## SELECTED EXCERPT
We recently had a fireside chat with Shreya Shankar (UC Berkeley) about Operationalizing Machine Learning: Patterns and Pain Points from MLOps Practitioners. The conversation revolved around Shreya’s team’s recent paper Operationalizing Machine Learning: An Interview Study, and what they discovered about the common practices & challenges across organizations & applications in ML engineering.
We covered a lot of ground so we wanted to share some highlights here. The following are rough transcripts edited for legibility. We’ve included clips of the relevant parts of the conversation and, if you’re interested, you can watch the entire conversation here:
The 4 main tasks in the production ML lifecycle
Hugo: What are the main tasks you discovered that people do in the production machine learning lifecycle?
Shreya: I think a good answer to this is what the textbook says and then what we found that is different from what the textbook says. And what the textbook will tell you for machine learning is first you collect data (step one), and then you train a model (step two). Step three is to validate that model on a holdout data set and ensure there’s no overfitting. And then step four is you deploy. And what we found is that we can still categorize it into four steps. And maybe the data collection part is similar except that it’s more of a loop like every, I don’t know, a week or so we want to collect new data.
But the rest of the steps last three steps are totally different. The second step, what I said before model training is actually experimentation. In general, whether it be training new models, whether it be trying to source new data, or adding new features, there are a lot of ways you can think about improving a model. And a lot of the participants actually preferred to look into finding new data that gave new signal or making features more fresh instead of stale features that they had before. So that’s kind of step two, stage three in the process we call evaluation and deployment. So evaluation is not a one-and-done thing. What happens is, evaluation is done maybe on a holdout data set first, and then it’s deployed to a small fraction of users. And then when the model shows a little promise, then increasingly it’s deployed to more and more users. As we learn more about what it can do, what it can’t do, what failure modes exist, how do we go and catch problems until we’ve kind of gotten to the full population?

## EXTRACTED MATERIAL

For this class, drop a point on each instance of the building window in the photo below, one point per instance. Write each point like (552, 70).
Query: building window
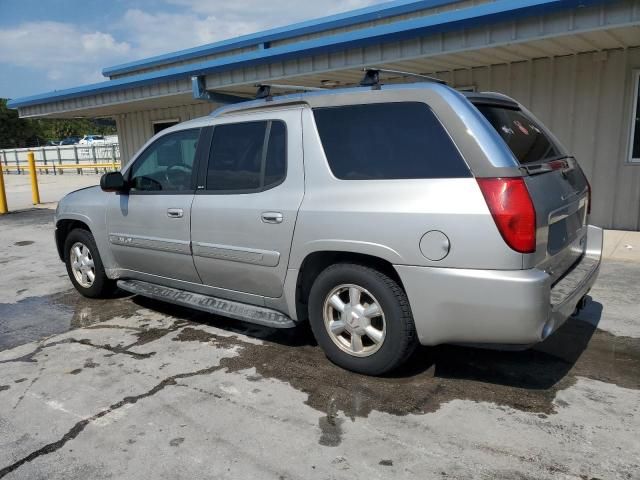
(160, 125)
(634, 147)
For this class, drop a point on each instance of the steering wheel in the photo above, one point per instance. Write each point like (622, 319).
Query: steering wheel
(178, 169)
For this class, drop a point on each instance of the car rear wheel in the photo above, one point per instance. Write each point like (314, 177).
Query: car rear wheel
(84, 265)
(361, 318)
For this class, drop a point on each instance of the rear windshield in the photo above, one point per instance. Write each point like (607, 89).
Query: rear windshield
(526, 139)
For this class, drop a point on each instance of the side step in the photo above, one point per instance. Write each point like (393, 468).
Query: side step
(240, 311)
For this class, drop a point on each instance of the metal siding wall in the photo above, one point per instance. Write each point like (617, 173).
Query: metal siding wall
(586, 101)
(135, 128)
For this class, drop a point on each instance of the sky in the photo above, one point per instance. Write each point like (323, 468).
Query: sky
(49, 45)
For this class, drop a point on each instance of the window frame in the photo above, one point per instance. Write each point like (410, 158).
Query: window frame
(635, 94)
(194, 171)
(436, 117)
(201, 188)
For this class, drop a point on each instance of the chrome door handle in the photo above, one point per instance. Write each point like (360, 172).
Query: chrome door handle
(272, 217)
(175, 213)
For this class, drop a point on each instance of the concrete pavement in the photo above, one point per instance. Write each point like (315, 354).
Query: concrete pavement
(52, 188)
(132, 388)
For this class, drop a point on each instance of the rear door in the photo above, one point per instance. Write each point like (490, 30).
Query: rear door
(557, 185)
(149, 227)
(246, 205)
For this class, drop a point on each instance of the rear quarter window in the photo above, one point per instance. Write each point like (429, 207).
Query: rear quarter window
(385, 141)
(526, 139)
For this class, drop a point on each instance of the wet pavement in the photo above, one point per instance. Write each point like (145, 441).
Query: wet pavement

---

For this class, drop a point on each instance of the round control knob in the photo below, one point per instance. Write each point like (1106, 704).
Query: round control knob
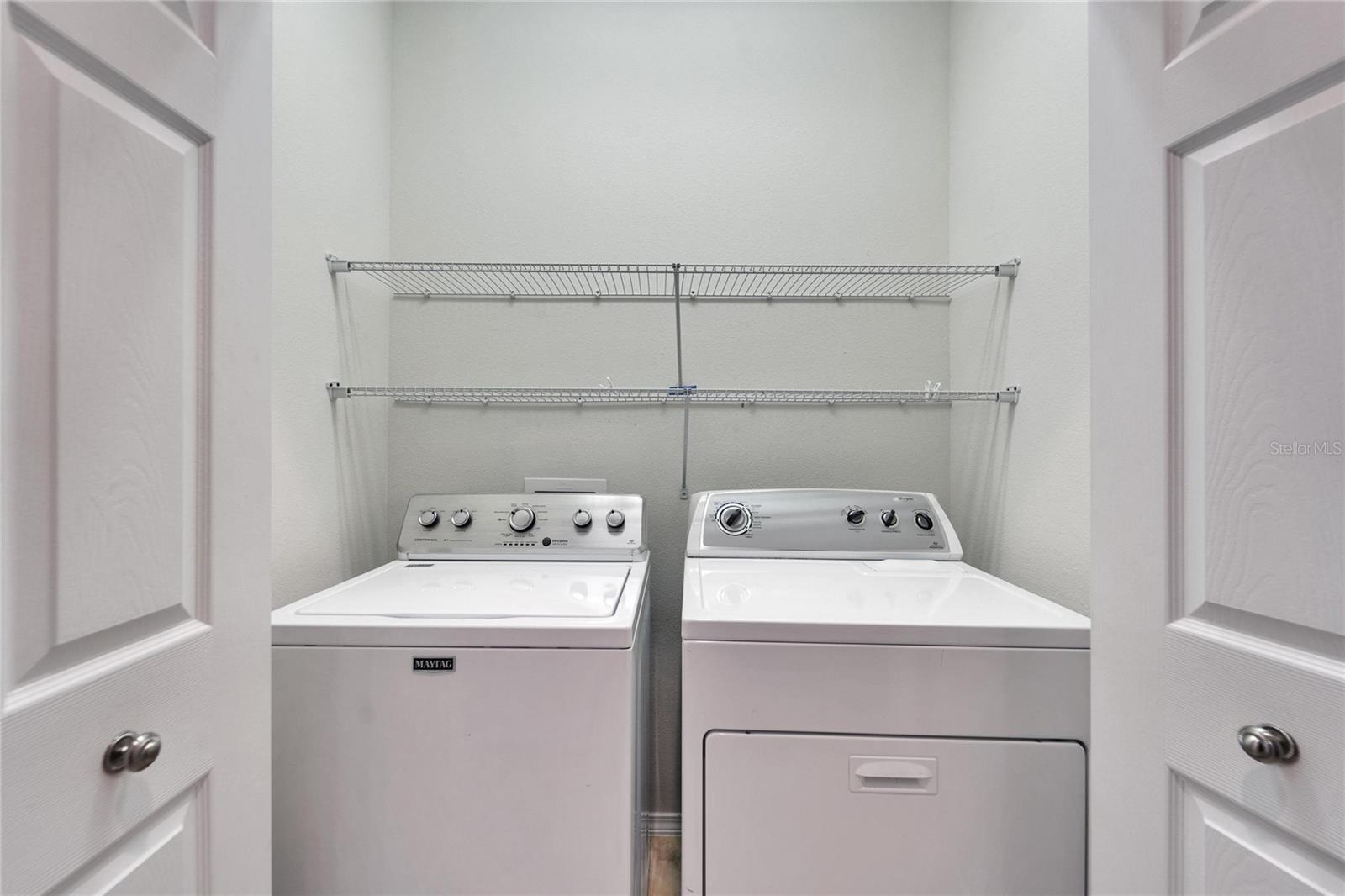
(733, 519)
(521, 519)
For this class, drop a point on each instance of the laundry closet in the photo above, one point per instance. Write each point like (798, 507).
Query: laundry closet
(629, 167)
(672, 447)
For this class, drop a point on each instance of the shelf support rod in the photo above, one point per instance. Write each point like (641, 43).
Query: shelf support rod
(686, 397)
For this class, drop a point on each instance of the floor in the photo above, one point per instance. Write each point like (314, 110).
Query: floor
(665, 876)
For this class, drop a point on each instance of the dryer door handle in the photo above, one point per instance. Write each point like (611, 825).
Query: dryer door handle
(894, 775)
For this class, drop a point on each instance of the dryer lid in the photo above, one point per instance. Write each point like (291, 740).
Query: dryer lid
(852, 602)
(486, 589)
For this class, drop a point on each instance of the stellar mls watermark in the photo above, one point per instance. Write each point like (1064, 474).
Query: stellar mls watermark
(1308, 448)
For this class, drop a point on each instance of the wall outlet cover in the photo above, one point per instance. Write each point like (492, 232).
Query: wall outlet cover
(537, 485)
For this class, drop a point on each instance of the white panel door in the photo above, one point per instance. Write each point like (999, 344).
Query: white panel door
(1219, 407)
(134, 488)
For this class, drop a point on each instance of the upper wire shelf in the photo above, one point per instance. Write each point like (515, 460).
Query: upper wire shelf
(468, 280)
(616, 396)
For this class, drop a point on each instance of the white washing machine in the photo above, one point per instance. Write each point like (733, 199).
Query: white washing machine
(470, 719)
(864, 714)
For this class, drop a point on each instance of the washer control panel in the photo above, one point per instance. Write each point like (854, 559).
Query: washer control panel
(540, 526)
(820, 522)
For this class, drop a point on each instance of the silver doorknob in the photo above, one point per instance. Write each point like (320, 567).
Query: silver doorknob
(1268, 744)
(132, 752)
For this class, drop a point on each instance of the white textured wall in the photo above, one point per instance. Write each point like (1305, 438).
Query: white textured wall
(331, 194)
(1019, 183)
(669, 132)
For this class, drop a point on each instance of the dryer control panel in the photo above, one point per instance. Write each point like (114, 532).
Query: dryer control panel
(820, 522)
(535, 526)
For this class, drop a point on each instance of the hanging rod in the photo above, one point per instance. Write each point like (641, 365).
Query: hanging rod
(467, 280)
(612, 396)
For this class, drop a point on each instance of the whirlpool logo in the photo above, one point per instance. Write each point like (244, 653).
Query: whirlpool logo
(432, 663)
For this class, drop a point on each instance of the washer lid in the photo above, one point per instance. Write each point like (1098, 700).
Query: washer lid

## STATED PROBLEM
Copy out the entire excerpt from the MLOps fireside chat word for word. The items have no connection to the text.

## SOLUTION TO THIS TASK
We recently had a fireside chat with Shreya Shankar (UC Berkeley) about Operationalizing Machine Learning: Patterns and Pain Points from MLOps Practitioners. The conversation revolved around Shreya’s team’s recent paper Operationalizing Machine Learning: An Interview Study, and what they discovered about the common practices & challenges across organizations & applications in ML engineering.
We covered a lot of ground so we wanted to share some highlights here. The following are rough transcripts edited for legibility. We’ve included clips of the relevant parts of the conversation and, if you’re interested, you can watch the entire conversation here:
The 4 main tasks in the production ML lifecycle
Hugo: What are the main tasks you discovered that people do in the production machine learning lifecycle?
Shreya: I think a good answer to this is what the textbook says and then what we found that is different from what the textbook says. And what the textbook will tell you for machine learning is first you collect data (step one), and then you train a model (step two). Step three is to validate that model on a holdout data set and ensure there’s no overfitting. And then step four is you deploy. And what we found is that we can still categorize it into four steps. And maybe the data collection part is similar except that it’s more of a loop like every, I don’t know, a week or so we want to collect new data.
But the rest of the steps last three steps are totally different. The second step, what I said before model training is actually experimentation. In general, whether it be training new models, whether it be trying to source new data, or adding new features, there are a lot of ways you can think about improving a model. And a lot of the participants actually preferred to look into finding new data that gave new signal or making features more fresh instead of stale features that they had before. So that’s kind of step two, stage three in the process we call evaluation and deployment. So evaluation is not a one-and-done thing. What happens is, evaluation is done maybe on a holdout data set first, and then it’s deployed to a small fraction of users. And then when the model shows a little promise, then increasingly it’s deployed to more and more users. As we learn more about what it can do, what it can’t do, what failure modes exist, how do we go and catch problems until we’ve kind of gotten to the full population?